[DATA ENTRIES]

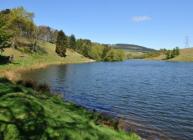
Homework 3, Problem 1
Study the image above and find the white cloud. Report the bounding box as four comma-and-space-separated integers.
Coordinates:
132, 16, 152, 22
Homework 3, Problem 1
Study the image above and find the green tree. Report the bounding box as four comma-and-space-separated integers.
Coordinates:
55, 30, 68, 57
69, 35, 76, 50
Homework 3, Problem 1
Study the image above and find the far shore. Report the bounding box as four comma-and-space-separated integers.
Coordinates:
0, 59, 95, 81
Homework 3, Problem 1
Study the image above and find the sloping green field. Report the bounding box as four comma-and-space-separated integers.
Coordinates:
0, 79, 139, 140
147, 48, 193, 62
0, 41, 93, 77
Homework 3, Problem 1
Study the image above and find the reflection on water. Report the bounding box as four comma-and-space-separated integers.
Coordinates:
23, 60, 193, 140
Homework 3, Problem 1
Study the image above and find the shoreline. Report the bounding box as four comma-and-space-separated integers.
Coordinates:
0, 59, 96, 81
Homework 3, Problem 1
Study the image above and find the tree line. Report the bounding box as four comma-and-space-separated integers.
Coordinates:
160, 47, 180, 59
0, 7, 126, 61
56, 31, 126, 61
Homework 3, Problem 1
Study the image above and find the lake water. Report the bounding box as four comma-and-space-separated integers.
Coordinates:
20, 60, 193, 140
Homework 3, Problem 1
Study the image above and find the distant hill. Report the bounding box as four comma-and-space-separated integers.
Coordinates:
110, 44, 156, 52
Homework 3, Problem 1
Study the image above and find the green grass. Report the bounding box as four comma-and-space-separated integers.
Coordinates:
0, 79, 140, 140
0, 41, 92, 76
147, 48, 193, 62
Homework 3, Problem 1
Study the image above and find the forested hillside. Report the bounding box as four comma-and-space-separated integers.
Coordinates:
0, 7, 126, 62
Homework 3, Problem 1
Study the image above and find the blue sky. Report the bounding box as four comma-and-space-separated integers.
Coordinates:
0, 0, 193, 49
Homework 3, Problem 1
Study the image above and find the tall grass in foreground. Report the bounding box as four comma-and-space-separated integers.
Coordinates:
0, 79, 140, 140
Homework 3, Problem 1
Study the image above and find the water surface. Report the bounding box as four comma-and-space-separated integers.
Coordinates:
20, 60, 193, 140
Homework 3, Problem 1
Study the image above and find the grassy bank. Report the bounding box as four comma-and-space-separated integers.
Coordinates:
0, 42, 93, 79
0, 79, 139, 140
147, 48, 193, 62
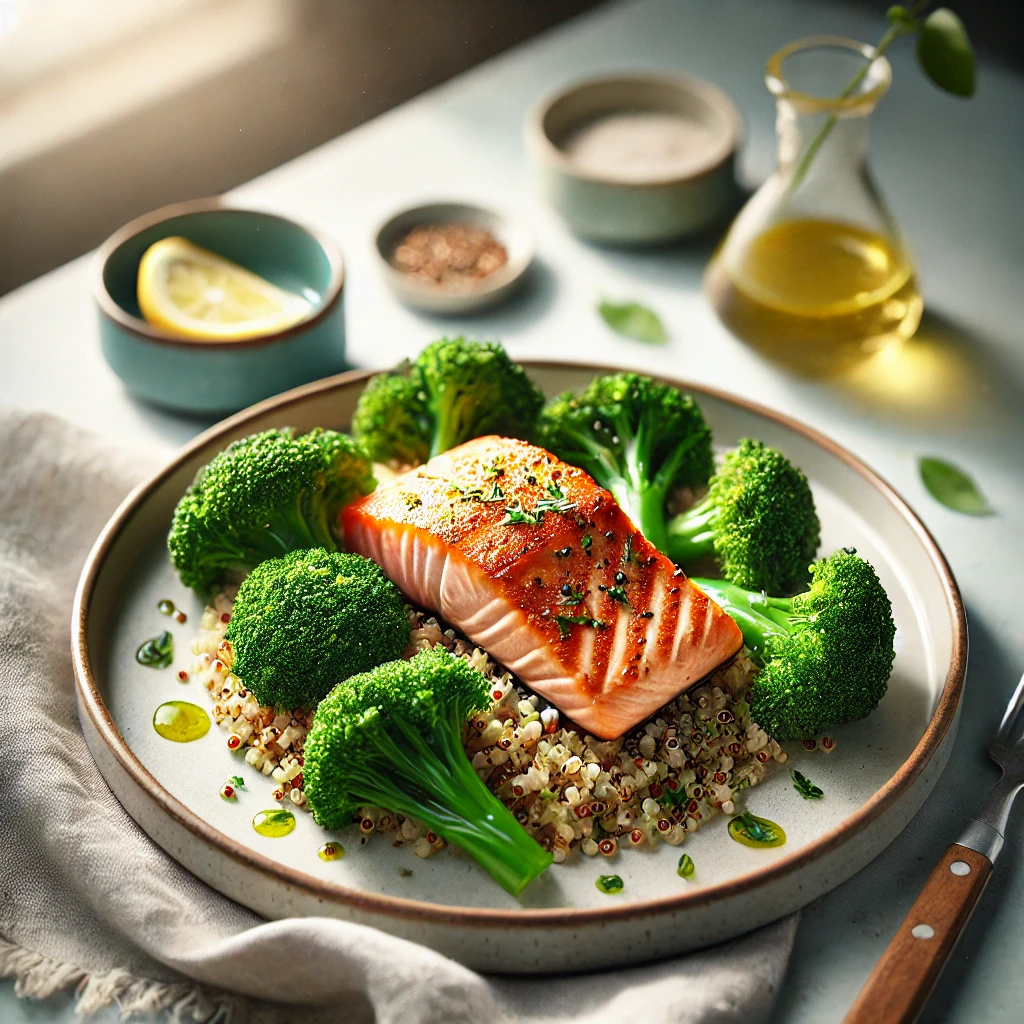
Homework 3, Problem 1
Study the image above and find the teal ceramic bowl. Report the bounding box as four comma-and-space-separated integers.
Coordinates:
93, 199, 345, 413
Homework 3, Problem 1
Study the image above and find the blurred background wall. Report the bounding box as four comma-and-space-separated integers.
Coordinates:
0, 0, 598, 294
0, 0, 1024, 294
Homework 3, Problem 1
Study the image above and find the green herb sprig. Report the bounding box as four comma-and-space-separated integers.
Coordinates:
597, 300, 669, 345
555, 609, 608, 640
790, 0, 975, 193
499, 504, 544, 526
537, 481, 577, 515
790, 768, 824, 800
918, 457, 994, 516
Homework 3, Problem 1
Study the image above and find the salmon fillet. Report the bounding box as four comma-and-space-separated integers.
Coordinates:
341, 437, 743, 739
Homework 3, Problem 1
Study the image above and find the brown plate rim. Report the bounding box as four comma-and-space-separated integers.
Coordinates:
72, 359, 968, 928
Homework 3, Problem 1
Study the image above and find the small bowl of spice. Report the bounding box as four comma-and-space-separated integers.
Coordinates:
524, 75, 740, 245
377, 203, 534, 313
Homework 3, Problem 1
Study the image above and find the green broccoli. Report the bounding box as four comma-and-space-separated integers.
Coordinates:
167, 428, 376, 594
303, 647, 552, 895
352, 338, 544, 464
352, 374, 431, 466
225, 548, 409, 710
693, 548, 896, 739
539, 373, 715, 552
667, 438, 821, 594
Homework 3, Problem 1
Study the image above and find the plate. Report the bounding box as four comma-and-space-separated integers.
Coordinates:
73, 362, 967, 973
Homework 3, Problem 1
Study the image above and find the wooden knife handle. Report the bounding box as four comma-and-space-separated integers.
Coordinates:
843, 843, 992, 1024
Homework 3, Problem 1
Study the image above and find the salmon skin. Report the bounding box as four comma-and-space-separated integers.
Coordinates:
341, 437, 743, 739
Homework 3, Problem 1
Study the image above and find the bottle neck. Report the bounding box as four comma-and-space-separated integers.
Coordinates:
775, 99, 868, 177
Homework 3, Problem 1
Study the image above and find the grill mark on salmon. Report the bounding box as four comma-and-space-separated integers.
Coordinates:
341, 437, 742, 739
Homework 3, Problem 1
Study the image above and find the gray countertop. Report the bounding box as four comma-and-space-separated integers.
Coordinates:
0, 0, 1024, 1024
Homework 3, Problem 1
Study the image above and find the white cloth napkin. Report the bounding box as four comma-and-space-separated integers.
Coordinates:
0, 412, 796, 1024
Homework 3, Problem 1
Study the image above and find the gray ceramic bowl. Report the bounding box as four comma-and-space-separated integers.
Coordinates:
524, 75, 740, 245
93, 199, 345, 413
376, 202, 534, 313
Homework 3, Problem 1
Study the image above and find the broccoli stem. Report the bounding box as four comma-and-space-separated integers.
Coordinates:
430, 385, 476, 459
666, 498, 718, 565
346, 718, 552, 896
690, 578, 794, 660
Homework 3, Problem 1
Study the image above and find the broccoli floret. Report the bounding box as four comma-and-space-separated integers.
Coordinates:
668, 438, 821, 594
693, 548, 896, 739
539, 373, 715, 552
414, 338, 544, 456
167, 429, 376, 594
225, 548, 409, 710
352, 338, 544, 465
303, 647, 552, 895
352, 374, 431, 466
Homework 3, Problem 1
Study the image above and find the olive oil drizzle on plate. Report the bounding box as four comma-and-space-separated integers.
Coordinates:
153, 700, 210, 743
729, 811, 785, 850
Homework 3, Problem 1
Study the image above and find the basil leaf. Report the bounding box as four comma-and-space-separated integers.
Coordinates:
918, 457, 995, 515
597, 302, 669, 345
790, 768, 824, 800
918, 7, 975, 96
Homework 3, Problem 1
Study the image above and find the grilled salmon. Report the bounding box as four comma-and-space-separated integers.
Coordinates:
341, 437, 742, 739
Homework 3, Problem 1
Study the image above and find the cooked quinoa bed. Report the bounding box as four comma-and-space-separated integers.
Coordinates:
190, 590, 786, 863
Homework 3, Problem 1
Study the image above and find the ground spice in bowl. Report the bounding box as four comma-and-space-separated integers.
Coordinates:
389, 223, 509, 288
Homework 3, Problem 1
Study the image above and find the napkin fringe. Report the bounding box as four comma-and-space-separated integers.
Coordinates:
0, 936, 234, 1024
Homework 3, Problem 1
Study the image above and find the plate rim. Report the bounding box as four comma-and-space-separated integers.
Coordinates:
71, 358, 968, 929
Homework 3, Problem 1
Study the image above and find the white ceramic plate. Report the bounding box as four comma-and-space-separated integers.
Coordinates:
73, 364, 967, 972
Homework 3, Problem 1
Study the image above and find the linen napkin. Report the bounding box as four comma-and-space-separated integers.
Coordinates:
0, 412, 796, 1024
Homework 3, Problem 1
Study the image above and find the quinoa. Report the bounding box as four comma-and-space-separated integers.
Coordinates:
191, 588, 787, 863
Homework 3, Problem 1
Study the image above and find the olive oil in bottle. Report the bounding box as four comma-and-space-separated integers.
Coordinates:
707, 219, 923, 361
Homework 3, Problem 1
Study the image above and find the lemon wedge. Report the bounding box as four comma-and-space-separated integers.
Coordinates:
138, 238, 312, 341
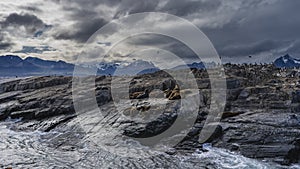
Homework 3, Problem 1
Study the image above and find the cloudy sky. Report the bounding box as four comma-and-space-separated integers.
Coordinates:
0, 0, 300, 62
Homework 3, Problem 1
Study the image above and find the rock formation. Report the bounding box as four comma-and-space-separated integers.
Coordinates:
0, 64, 300, 164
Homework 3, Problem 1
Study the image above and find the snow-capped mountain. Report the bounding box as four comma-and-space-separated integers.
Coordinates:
114, 60, 159, 75
274, 54, 300, 68
0, 55, 74, 76
173, 62, 216, 70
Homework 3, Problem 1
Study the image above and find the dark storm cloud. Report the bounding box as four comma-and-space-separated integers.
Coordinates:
159, 0, 221, 16
203, 0, 300, 59
0, 13, 46, 33
19, 6, 42, 12
55, 18, 107, 43
0, 32, 13, 50
219, 40, 291, 56
124, 34, 198, 60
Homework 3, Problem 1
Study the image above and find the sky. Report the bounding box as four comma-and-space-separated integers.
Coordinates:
0, 0, 300, 62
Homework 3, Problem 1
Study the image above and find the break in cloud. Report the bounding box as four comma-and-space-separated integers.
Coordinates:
0, 0, 300, 62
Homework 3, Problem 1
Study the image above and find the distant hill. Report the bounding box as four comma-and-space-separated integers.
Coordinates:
274, 54, 300, 68
0, 55, 74, 76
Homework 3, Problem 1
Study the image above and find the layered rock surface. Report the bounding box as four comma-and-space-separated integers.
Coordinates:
0, 64, 300, 164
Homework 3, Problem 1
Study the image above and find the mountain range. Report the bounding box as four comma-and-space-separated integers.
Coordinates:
0, 54, 300, 76
274, 54, 300, 68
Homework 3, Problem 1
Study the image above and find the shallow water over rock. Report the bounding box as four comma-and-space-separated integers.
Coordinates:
0, 121, 300, 169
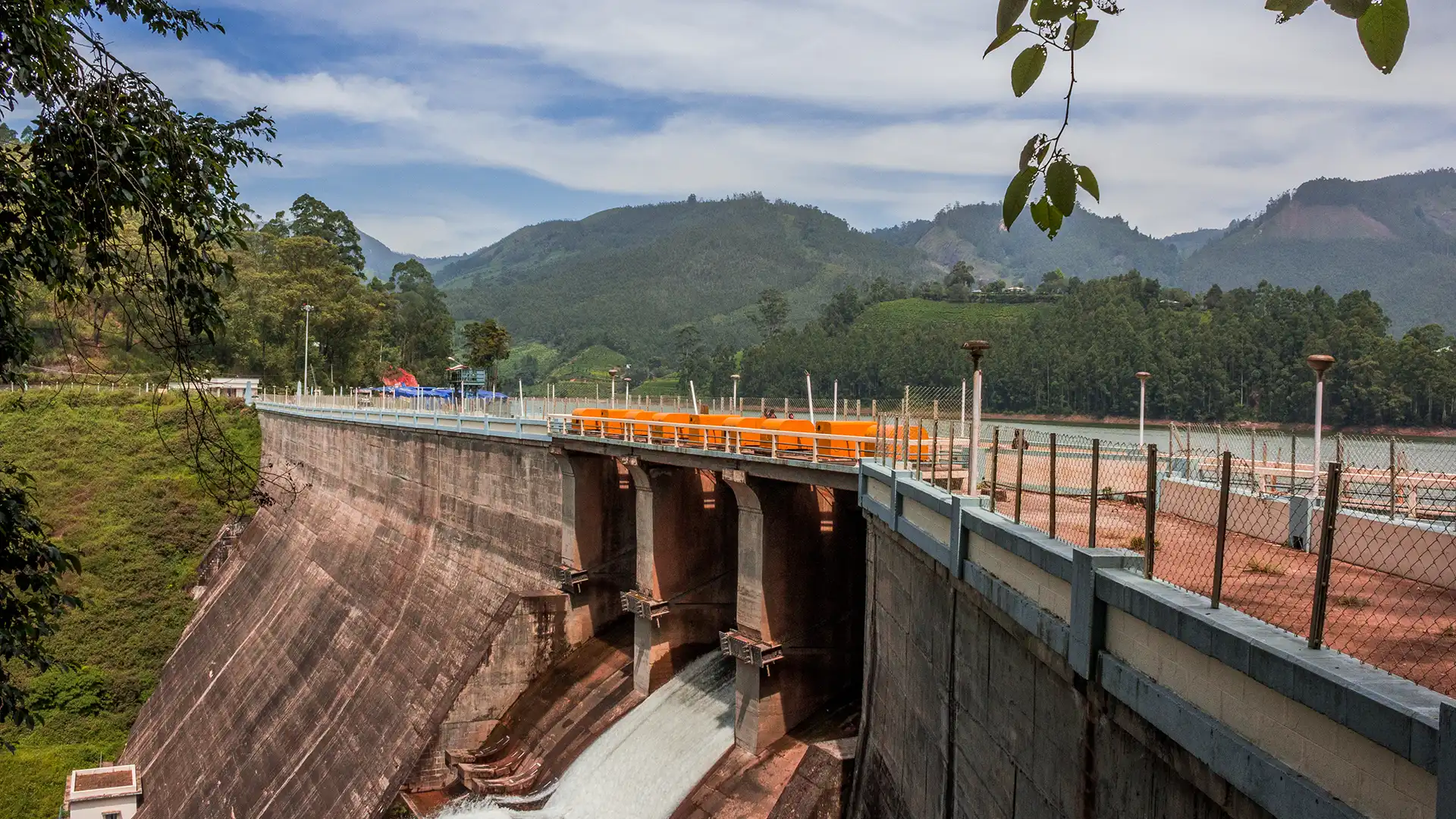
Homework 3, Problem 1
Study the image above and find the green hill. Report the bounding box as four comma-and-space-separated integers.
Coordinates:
438, 194, 942, 357
0, 389, 258, 819
874, 202, 1178, 286
855, 299, 1040, 331
1172, 169, 1456, 334
437, 171, 1456, 359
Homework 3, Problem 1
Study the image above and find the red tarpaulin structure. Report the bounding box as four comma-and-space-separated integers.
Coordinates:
378, 367, 419, 386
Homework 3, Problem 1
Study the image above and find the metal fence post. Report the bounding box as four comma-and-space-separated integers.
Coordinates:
1143, 443, 1157, 579
930, 419, 951, 491
1309, 460, 1339, 648
990, 427, 1000, 512
1046, 433, 1057, 538
1010, 430, 1027, 523
1288, 436, 1299, 494
1391, 438, 1396, 520
1209, 452, 1233, 609
1087, 438, 1102, 549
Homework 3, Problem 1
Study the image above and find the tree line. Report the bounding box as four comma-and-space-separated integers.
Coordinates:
741, 271, 1456, 427
29, 194, 456, 389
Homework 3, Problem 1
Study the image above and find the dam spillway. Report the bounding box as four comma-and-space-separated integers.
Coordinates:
440, 654, 734, 819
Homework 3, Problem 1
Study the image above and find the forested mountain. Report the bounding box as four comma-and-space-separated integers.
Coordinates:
745, 272, 1456, 425
872, 202, 1178, 286
438, 194, 942, 356
359, 231, 464, 278
1176, 169, 1456, 332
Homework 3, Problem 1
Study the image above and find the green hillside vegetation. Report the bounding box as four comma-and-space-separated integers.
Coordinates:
551, 344, 628, 381
0, 391, 259, 819
874, 202, 1178, 286
741, 272, 1456, 425
1168, 169, 1456, 332
440, 194, 942, 359
855, 299, 1038, 332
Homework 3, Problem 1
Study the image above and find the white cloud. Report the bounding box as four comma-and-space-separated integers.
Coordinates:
122, 0, 1456, 252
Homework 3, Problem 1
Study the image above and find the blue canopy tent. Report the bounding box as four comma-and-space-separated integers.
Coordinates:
370, 386, 511, 400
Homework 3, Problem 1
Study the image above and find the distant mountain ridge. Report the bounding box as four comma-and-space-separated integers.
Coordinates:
410, 171, 1456, 359
359, 231, 462, 278
448, 194, 943, 356
1171, 169, 1456, 334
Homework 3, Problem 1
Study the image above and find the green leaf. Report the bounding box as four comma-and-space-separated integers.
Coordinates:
1356, 0, 1410, 74
1078, 165, 1102, 201
1016, 134, 1046, 169
1264, 0, 1315, 24
1046, 156, 1078, 215
1028, 196, 1054, 233
1031, 0, 1068, 25
996, 0, 1027, 39
981, 24, 1027, 60
1067, 14, 1097, 51
1002, 167, 1040, 228
1325, 0, 1370, 20
1010, 46, 1046, 96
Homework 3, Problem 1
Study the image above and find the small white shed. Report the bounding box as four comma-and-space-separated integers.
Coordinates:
65, 762, 141, 819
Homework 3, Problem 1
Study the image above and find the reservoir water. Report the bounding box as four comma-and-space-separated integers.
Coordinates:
437, 651, 734, 819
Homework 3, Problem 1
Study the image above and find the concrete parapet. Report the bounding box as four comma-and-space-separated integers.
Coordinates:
853, 463, 1456, 817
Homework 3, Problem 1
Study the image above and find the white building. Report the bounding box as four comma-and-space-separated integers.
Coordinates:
65, 762, 141, 819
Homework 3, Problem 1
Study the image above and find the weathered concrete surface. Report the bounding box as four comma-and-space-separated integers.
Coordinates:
629, 463, 738, 695
124, 413, 563, 819
726, 478, 864, 754
402, 592, 570, 790
849, 522, 1268, 819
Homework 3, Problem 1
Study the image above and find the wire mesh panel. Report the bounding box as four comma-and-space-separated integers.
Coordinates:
1153, 438, 1318, 635
1323, 436, 1456, 694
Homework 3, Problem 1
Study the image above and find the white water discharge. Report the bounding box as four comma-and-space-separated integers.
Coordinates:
437, 651, 734, 819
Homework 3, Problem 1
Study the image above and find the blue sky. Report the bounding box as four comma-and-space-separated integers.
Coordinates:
74, 0, 1456, 255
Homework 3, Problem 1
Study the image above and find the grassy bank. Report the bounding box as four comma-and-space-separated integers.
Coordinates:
0, 391, 258, 819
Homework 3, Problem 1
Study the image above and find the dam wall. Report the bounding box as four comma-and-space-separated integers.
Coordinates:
124, 411, 571, 819
850, 463, 1456, 819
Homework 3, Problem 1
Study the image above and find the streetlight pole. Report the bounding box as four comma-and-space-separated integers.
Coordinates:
1304, 356, 1335, 484
961, 341, 992, 498
299, 305, 313, 400
1138, 372, 1153, 449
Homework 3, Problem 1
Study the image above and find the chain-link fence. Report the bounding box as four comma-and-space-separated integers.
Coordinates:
949, 422, 1456, 694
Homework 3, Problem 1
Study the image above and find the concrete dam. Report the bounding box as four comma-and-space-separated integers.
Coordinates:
122, 403, 1456, 819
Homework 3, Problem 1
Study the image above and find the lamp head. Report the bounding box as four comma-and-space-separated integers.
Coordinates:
961, 340, 992, 369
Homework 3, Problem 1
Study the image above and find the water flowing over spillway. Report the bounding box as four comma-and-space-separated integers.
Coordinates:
438, 653, 734, 819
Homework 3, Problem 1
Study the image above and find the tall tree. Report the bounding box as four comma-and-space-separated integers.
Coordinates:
262, 194, 364, 275
753, 287, 789, 335
460, 319, 518, 391
386, 259, 454, 383
0, 0, 277, 737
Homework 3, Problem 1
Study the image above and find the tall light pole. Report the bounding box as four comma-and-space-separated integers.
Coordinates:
1304, 356, 1335, 481
300, 305, 313, 400
1138, 370, 1153, 449
961, 341, 992, 498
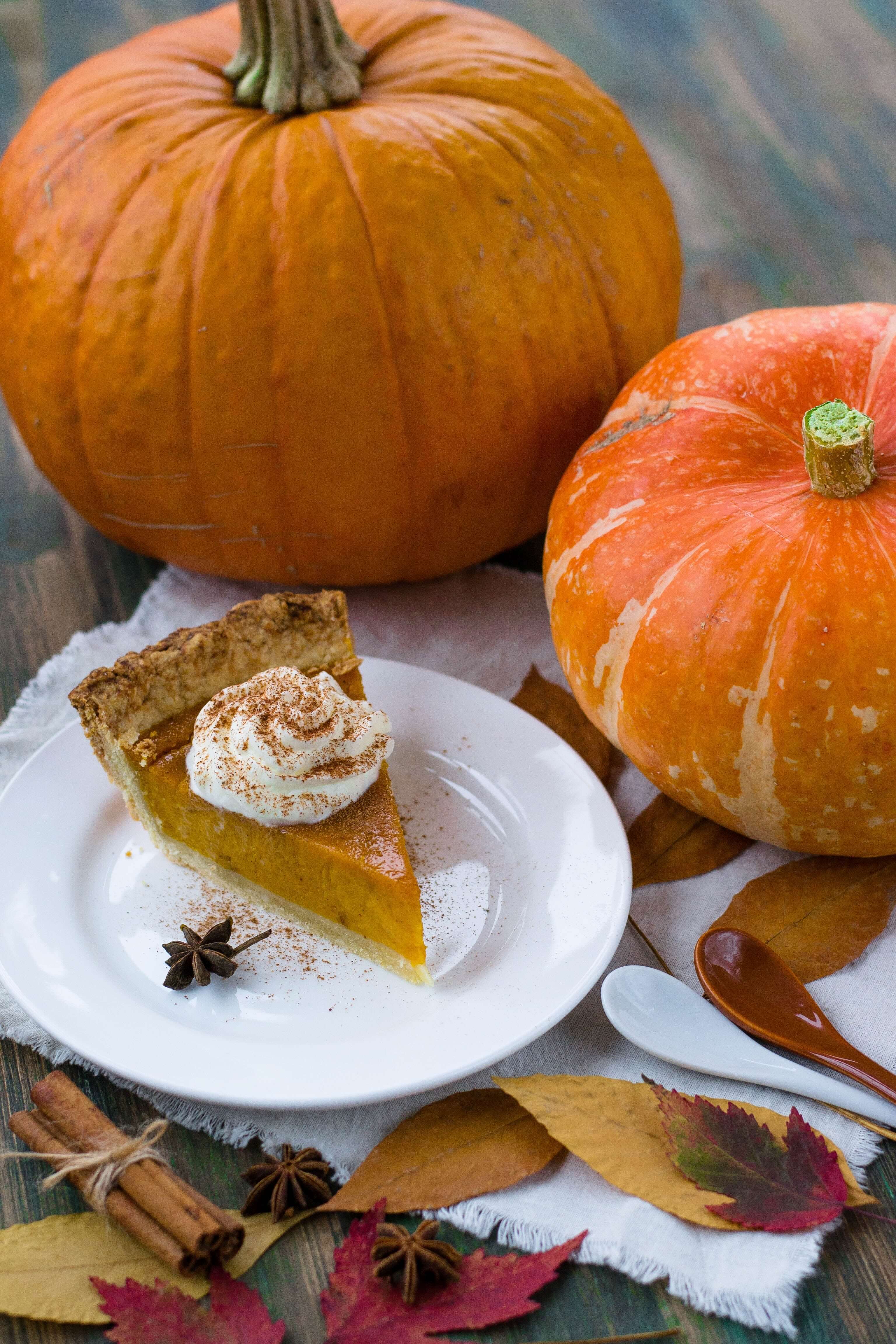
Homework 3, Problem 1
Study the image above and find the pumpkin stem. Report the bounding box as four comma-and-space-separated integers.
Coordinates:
803, 400, 877, 500
224, 0, 367, 116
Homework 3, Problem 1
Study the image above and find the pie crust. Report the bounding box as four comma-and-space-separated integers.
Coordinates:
69, 592, 431, 984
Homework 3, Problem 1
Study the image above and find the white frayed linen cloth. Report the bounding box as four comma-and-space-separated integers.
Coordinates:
0, 566, 896, 1337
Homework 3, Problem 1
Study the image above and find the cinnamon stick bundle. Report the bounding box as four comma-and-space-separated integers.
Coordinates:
9, 1070, 244, 1274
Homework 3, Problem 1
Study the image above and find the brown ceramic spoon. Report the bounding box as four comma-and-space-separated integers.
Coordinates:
693, 929, 896, 1102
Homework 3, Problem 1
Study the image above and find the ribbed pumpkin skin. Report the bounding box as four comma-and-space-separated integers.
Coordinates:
545, 304, 896, 856
0, 0, 680, 584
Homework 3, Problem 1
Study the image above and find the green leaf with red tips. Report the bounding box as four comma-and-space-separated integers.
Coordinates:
652, 1083, 846, 1233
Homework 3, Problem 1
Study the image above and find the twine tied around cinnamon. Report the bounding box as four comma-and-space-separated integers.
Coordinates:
0, 1118, 169, 1214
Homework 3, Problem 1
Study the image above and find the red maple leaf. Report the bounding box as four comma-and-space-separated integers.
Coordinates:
321, 1200, 586, 1344
652, 1083, 846, 1233
90, 1269, 285, 1344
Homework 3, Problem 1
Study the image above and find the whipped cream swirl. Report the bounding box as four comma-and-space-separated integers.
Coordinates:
187, 668, 395, 825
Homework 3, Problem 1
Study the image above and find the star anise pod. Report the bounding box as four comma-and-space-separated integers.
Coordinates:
371, 1218, 463, 1306
162, 915, 270, 989
240, 1144, 333, 1223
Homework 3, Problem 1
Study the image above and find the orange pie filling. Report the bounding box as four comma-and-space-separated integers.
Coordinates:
125, 671, 426, 966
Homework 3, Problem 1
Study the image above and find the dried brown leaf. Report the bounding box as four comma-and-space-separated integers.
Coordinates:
512, 664, 612, 783
629, 793, 754, 887
322, 1087, 563, 1214
710, 858, 896, 984
494, 1074, 877, 1233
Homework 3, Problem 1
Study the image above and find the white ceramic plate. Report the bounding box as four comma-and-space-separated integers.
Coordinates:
0, 659, 631, 1107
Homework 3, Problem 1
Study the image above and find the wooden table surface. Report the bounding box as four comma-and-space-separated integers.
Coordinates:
0, 0, 896, 1344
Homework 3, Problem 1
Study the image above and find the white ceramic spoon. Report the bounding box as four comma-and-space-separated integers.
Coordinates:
601, 966, 896, 1128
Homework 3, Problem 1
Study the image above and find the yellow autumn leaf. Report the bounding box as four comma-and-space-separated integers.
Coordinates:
325, 1087, 560, 1214
0, 1210, 314, 1325
629, 793, 752, 887
510, 663, 612, 783
710, 855, 896, 984
494, 1074, 877, 1233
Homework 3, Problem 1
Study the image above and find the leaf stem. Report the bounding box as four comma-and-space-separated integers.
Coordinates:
486, 1325, 681, 1344
631, 915, 676, 978
846, 1205, 896, 1227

[TASK DETAILS]
Shift every bounding-box coordinate in the answers by -3, and write out again all the lines from the start through the line holding "69, 35, 76, 50", inclusive, with the requests included. Leave the pictures out.

[ANSWER TO THE EXERCISE]
Homework 3, Problem 1
Study the image above and find the white cloud. Report the bounding box as four comma-and-space-separated integers.
Coordinates:
129, 13, 149, 19
Homework 3, Problem 1
Study the image above and find the green tree. Report the bounding box as four comma-and-space-separated integers.
Coordinates:
52, 27, 65, 54
66, 32, 73, 47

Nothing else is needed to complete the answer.